→ **Geciteerde passage**
Middel VI mist m.i. feitelijke grondslag. De klacht gaat ervan uit dat het hof zijn onderzoek heeft beperkt tot de vraag “of de aanhouding van appellant en zijn daarop volgende vrijheidsbeneming achteraf bezien ongefundeerd was en deswege als onrechtmatig moet worden gekwalificeerd” (rov. 4.1). Het hof heeft in werkelijkheid wel degelijk de overige door eiser gestelde schadetoebrengende factoren beoordeeld, waaronder de duur van de instructie (zie rov. 4.9) en de gevolgen van de publiciteit die aan de zaak is besteed (zie rov. 4.12).
3.15.
Middel VII richt zich tegen rov. 4.6, waar het hof de aldaar bedoelde beschuldigingen aan het adres van de Staat te vaag en te weinig uitgewerkt noemt om daarop in te gaan. In dit verband klaagt eiser tevens dat het hof ten onrechte is voorbijgegaan aan zijn bewijsaanbod18 .
3.16.

→ **Jouw opdracht**
Zet de passage over de cassatiemiddelen voort, te beginnen bij paragraaf 3.16.

→ **Aangeleverd materiaal**
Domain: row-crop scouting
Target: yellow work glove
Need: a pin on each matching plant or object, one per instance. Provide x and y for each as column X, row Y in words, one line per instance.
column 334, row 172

→ **Uitwerking**
De desbetreffende beschuldigingen aan het adres van de Staat heeft het hof in rov. 4.5 samengevat. Het middel klaagt niet dat die samenvatting onjuist of onvolledig zou zijn. De wijze waarop het hof dit gedeelte van de grondslag van de vordering in rov. 4.6 heeft weerlegd, biedt m.i. voldoende inzicht in de gedachtegang van het hof en kan de verwerping van die grondslag dragen. Verder gaat de toetsing in cassatie niet. Omdat eiser naar het oordeel van het hof onvoldoende aan zijn stelplicht had voldaan, kwam het hof niet meer toe aan eisers bewijsaanbod; dit blijkt uit het slot van rov. 4.6. Middel VII treft dus geen doel.
3.17.
Het komt mij voor, dat de Hoge Raad de zaak zelf zal kunnen afdoen, door op het incidenteel cassatieberoep het bestreden vonnis, voor zover daarbij de vordering tegen het Land is toegewezen, te vernietigen, de desbetreffende grieven van eiser alsnog te verwerpen en het vonnis van het Gerecht in Eerste Aanleg in de zaak tegen het Land te bekrachtigen. Eiser heeft in feite de verkeerde weg gekozen: hierboven is reeds onder de aandacht gebracht dat hij de mogelijkheid heeft gehad op grond van art. 126a e.v. (oud) Sv-NA vergoeding te verzoeken.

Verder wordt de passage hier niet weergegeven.